• _Data for this exercise_

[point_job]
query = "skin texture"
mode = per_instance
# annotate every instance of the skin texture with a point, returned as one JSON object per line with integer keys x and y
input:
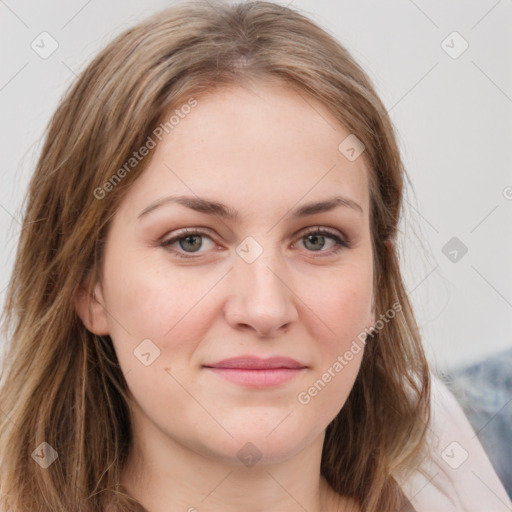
{"x": 262, "y": 152}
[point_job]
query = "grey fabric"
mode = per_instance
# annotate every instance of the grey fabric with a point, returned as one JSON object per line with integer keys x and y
{"x": 484, "y": 390}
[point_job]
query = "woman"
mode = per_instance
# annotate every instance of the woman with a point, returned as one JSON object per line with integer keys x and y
{"x": 207, "y": 310}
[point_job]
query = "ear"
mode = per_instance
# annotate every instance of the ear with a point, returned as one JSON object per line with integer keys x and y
{"x": 89, "y": 307}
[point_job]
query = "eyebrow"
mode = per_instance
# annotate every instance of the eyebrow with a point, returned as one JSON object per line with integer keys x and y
{"x": 220, "y": 209}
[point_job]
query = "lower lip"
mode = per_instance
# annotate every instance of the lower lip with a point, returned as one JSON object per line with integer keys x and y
{"x": 258, "y": 378}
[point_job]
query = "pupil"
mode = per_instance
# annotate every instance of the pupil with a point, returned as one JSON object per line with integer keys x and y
{"x": 315, "y": 238}
{"x": 188, "y": 238}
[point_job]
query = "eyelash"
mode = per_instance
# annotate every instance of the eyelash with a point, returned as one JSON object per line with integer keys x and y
{"x": 340, "y": 243}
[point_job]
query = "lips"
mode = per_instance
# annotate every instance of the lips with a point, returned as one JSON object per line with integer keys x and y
{"x": 250, "y": 371}
{"x": 257, "y": 363}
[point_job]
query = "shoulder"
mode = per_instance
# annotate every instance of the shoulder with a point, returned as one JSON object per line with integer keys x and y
{"x": 457, "y": 474}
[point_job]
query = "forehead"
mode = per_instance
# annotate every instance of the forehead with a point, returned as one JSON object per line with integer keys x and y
{"x": 270, "y": 143}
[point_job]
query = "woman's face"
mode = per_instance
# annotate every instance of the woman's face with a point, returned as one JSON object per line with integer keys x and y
{"x": 246, "y": 282}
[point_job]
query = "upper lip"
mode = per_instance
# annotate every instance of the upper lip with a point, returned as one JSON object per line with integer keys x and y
{"x": 256, "y": 363}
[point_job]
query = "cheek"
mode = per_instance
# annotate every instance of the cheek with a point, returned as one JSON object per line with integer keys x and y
{"x": 165, "y": 307}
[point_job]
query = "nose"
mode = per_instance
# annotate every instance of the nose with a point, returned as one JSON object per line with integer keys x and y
{"x": 262, "y": 298}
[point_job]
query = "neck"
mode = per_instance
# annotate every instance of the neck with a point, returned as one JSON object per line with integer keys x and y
{"x": 164, "y": 475}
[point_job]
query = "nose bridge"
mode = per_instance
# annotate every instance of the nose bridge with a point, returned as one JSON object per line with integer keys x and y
{"x": 262, "y": 299}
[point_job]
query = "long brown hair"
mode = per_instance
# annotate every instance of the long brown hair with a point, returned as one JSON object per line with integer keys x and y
{"x": 61, "y": 384}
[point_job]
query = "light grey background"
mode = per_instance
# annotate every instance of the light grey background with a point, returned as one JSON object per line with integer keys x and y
{"x": 453, "y": 116}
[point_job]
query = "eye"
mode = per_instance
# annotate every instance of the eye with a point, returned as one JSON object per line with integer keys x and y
{"x": 187, "y": 239}
{"x": 315, "y": 240}
{"x": 190, "y": 241}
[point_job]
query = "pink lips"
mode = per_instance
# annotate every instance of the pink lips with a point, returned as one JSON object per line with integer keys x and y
{"x": 254, "y": 371}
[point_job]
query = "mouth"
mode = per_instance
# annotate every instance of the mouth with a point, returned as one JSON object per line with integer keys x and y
{"x": 256, "y": 372}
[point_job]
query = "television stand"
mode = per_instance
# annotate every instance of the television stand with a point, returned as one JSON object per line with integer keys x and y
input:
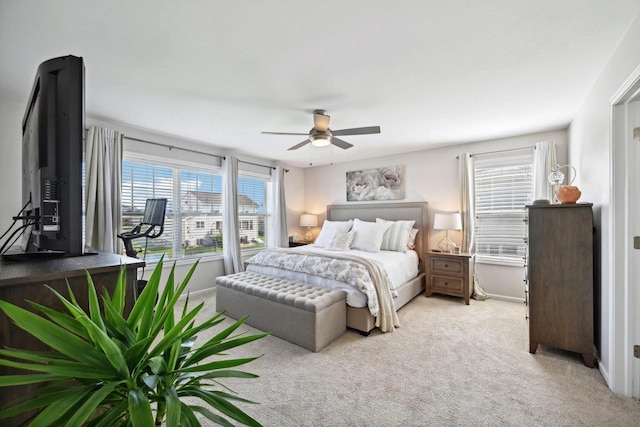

• _Written task_
How many lines in the material above contain the string "stand"? Reply with the number only.

• _Exercise answer_
2